## BEGIN Given passage

Dakota Flew In D-Day Invasion

ANN is pleased to report what appears to be a happy ending for a group of airplane enthusiasts hoping to salvage an historic Douglas C-47 from Bosnia, and display it in a French museum. This week, the government of Bosnia-Herzegovina agreed to give the plane to the D-Day Museum in Merville-Franceville in Normandy.

Bosnia's state presidency voted to hand over the aircraft, spokesman Jovan Maric told Deutsche Presse-Agentur.

As ANN reported, the now-dilapidated C-47 Dakota has a colorful history. Built in 1944, the aircraft was one of hundreds used during the D-Day invasion of Normandy on June 6, 1944. It was later used in the Arnhem 'Market Garden' operation, the siege of Bastogne and the last parachute invasion of the war in Europe in March 1945.

As World War II drew to a close, the plane was sold to Czechoslovakia to be pressed into service as an airliner. It remained there until 1960, when it was bought by the French air force. The aircraft flew under the French flag until 1972, when it was sold to Yugoslavia.

## END Given passage
## BEGIN Listed entries

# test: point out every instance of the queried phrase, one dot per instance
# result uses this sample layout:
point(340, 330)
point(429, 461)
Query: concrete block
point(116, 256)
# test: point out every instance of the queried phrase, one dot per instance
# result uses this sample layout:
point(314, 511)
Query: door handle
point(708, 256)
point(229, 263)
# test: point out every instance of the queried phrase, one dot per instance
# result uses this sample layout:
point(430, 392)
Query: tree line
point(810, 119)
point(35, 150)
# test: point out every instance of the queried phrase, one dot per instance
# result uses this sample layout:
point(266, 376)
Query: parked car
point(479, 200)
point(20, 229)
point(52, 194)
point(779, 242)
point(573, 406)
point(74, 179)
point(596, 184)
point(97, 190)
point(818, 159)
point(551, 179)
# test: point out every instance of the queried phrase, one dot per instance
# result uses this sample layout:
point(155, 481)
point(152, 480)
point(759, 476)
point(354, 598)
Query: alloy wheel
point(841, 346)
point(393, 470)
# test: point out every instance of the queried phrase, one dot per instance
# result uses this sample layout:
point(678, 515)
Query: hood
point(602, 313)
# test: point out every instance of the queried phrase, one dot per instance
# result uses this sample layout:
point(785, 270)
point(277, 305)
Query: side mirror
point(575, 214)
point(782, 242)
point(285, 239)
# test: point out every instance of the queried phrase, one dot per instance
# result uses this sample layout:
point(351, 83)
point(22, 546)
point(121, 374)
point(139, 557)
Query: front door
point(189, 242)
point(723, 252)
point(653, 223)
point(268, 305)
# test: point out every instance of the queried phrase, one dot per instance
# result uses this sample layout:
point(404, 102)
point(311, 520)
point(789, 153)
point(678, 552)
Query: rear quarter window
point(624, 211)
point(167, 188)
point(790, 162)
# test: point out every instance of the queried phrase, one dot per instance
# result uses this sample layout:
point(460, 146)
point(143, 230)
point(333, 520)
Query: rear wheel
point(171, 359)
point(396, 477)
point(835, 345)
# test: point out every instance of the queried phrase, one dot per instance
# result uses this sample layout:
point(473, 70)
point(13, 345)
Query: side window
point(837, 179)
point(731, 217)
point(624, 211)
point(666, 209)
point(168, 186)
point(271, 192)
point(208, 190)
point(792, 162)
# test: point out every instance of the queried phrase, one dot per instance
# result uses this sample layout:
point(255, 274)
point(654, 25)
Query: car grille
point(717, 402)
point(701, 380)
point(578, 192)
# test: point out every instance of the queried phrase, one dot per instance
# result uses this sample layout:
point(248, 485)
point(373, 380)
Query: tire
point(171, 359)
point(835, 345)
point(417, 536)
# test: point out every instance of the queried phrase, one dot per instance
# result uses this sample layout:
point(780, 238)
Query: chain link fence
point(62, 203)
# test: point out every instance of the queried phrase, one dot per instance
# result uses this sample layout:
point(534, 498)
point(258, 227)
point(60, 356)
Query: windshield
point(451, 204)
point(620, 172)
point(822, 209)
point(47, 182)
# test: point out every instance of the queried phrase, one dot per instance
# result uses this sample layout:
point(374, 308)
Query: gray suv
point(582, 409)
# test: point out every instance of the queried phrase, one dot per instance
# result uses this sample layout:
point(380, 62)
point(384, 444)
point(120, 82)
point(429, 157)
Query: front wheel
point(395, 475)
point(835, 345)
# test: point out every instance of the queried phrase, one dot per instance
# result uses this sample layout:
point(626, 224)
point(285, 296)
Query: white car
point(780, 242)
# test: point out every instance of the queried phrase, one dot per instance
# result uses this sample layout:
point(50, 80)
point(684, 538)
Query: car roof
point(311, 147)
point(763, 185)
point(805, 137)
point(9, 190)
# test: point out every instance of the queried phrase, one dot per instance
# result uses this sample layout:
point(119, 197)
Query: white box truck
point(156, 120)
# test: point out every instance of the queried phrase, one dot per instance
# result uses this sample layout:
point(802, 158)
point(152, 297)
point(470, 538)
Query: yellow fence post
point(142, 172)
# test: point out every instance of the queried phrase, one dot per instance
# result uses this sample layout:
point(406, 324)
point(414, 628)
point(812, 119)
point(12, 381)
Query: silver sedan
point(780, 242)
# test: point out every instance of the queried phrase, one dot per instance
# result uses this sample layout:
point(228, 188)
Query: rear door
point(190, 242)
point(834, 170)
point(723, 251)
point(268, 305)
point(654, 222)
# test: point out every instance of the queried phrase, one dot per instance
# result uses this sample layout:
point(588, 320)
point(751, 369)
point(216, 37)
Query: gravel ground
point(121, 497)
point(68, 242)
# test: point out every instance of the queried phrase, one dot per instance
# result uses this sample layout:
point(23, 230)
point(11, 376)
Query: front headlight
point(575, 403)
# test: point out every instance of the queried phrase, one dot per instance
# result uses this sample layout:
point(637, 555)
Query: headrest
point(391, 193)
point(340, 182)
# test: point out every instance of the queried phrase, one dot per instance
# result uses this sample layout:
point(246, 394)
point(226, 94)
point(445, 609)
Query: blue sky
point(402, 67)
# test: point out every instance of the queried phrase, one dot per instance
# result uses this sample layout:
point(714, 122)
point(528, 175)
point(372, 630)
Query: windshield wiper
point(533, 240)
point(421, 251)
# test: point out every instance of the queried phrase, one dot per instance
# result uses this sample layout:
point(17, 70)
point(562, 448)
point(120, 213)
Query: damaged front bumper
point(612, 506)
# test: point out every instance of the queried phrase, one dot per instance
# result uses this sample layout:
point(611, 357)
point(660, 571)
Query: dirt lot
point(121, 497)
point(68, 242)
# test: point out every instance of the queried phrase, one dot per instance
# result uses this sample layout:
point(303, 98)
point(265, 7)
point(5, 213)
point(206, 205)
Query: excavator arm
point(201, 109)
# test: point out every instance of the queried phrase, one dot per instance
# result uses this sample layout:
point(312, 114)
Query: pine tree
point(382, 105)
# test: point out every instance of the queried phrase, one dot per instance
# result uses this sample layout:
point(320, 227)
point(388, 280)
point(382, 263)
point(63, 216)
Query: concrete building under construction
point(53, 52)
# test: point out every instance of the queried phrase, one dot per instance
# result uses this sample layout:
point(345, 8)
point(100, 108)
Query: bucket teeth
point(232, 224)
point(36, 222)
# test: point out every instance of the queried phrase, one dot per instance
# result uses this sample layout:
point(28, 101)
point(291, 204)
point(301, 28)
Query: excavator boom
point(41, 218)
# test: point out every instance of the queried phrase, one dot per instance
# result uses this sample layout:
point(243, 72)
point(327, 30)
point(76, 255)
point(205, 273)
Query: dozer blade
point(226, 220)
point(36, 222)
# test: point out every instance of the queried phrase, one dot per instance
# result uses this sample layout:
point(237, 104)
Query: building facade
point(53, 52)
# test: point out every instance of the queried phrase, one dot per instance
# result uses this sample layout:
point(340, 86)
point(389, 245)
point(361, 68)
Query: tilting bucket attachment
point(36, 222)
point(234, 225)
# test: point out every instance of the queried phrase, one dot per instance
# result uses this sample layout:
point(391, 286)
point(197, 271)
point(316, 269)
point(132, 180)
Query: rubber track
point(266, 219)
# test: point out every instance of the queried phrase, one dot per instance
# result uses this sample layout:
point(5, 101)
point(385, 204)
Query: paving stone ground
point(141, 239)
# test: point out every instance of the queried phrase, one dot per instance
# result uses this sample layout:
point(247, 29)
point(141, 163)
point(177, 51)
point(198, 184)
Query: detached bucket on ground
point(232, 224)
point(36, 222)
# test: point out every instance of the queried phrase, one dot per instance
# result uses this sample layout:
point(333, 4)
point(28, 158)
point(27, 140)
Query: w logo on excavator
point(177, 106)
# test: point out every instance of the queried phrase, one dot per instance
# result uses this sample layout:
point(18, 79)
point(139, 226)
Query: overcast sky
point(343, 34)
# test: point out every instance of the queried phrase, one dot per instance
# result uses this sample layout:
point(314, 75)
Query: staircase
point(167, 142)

## END Listed entries

Task set –
**A)** In the Dakota article, could you write out the part that opens with the words containing "As World War" and closes with "sold to Yugoslavia.", switching "Czechoslovakia" to "Poland"?
**B)** Using the Dakota article, answer these:
(i) Which museum is the government of Bosnia-Herzegovina giving the plane to?
(ii) In what year was the aircraft built?
(iii) Until what year did it fly under the French flag?
**C)** According to the Dakota article, why was the plane sold to Czechoslovakia as World War II drew to a close?

Solutions by task –
**A)**
As World War II drew to a close, the plane was sold to Poland to be pressed into service as an airliner. It remained there until 1960, when it was bought by the French air force. The aircraft flew under the French flag until 1972, when it was sold to Yugoslavia.

**B)**
(i) The D-Day Museum in Merville-Franceville in Normandy.
(ii) 1944.
(iii) 1972.

**C)** It was sold to Czechoslovakia to be pressed into service as an airliner.